Point-per-instance localization data
*** Block opens ***

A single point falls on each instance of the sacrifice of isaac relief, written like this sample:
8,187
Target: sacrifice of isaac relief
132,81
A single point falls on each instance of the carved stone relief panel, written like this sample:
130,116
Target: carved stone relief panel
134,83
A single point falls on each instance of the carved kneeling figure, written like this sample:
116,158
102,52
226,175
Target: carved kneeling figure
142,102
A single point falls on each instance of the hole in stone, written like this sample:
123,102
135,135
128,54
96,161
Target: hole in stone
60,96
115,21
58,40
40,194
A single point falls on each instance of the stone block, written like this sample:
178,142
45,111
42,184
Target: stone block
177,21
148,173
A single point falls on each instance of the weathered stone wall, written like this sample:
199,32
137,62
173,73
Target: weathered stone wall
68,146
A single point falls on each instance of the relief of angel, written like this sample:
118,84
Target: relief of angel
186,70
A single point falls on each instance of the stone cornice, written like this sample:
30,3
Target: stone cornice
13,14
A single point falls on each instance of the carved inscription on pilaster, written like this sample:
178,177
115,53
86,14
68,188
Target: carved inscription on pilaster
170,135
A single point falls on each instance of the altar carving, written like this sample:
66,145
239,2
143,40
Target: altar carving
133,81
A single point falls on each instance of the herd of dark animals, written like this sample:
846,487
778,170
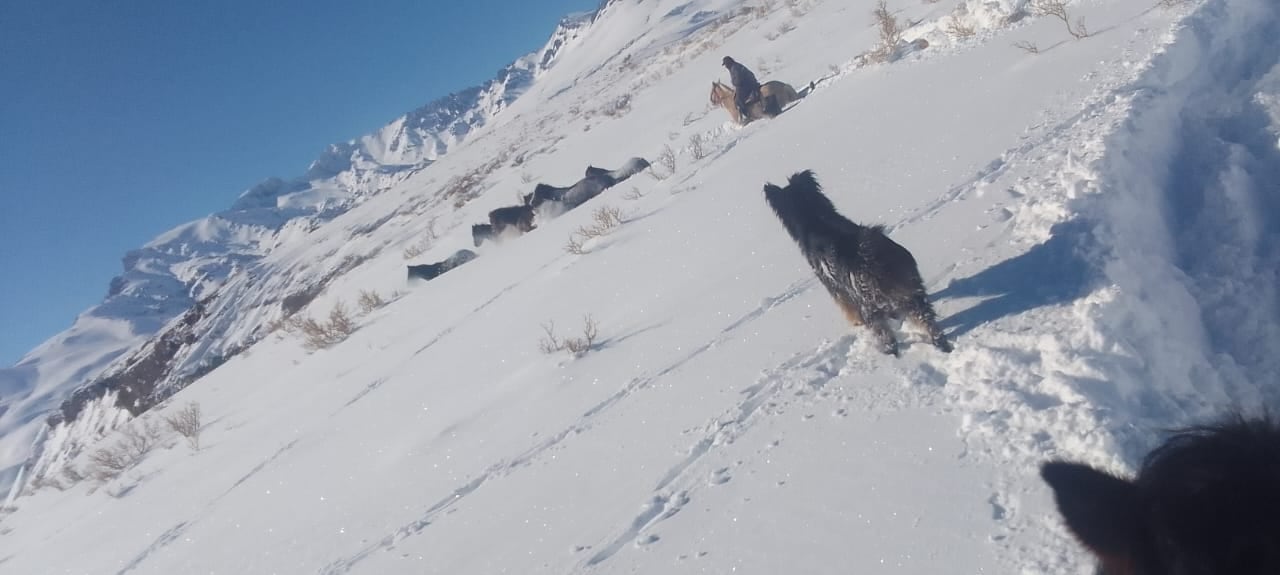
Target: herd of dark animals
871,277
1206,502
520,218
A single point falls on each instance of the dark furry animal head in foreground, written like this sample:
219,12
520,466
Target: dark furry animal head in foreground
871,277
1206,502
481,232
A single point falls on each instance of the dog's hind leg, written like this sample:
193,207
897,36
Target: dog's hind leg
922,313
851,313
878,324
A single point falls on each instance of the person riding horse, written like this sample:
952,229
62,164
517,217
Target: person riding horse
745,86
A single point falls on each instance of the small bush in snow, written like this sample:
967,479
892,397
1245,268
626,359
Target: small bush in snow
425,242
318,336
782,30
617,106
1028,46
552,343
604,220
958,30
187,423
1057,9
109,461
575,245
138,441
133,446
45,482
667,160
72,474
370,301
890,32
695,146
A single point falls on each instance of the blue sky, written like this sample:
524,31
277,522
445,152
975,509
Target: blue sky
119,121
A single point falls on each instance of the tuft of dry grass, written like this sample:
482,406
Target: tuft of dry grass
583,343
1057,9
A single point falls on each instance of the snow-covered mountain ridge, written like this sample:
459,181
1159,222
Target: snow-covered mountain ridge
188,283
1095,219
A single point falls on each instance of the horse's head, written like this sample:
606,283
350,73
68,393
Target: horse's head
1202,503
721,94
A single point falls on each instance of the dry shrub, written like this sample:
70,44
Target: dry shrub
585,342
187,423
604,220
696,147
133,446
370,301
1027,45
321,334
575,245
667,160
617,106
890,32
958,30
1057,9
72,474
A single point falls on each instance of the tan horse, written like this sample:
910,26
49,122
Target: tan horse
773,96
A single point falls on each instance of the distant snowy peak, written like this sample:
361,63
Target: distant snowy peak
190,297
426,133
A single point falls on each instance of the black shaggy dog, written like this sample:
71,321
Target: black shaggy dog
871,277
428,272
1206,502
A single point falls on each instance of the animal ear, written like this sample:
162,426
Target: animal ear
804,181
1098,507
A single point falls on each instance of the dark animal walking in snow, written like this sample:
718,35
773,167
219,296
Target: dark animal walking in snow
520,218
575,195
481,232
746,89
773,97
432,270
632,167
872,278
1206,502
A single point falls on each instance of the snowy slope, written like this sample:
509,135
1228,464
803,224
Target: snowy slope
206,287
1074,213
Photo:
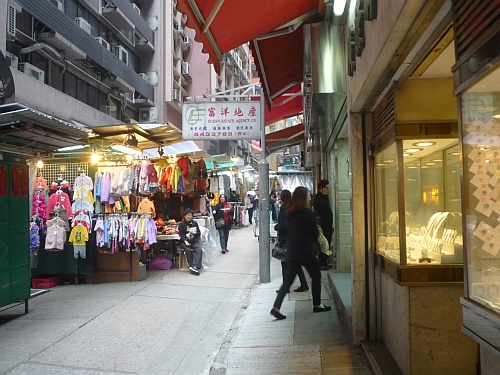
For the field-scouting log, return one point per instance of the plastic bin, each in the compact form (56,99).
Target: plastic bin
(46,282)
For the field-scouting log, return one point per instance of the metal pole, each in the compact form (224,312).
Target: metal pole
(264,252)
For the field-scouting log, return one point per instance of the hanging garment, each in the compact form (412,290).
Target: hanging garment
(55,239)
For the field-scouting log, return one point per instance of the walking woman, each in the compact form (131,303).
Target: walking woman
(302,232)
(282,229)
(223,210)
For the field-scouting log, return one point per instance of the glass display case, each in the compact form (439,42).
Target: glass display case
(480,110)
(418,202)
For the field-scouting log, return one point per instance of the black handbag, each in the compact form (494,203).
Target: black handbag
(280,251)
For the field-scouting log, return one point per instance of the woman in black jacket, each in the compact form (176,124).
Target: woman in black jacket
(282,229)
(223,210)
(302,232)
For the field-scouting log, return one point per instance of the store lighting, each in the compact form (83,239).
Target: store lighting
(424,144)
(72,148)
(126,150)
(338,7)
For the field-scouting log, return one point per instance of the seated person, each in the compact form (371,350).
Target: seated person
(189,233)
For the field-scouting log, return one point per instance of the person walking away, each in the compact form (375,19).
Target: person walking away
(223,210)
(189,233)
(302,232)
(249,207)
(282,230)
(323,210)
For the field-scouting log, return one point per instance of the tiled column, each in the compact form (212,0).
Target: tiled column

*** Block closes ***

## Problem statement
Identify the lines above that contain the word "column", then copy them.

## Written answer
For the field-scouting log, return one point per instance of the tiled column, each in the compact form (212,0).
Target: tiled column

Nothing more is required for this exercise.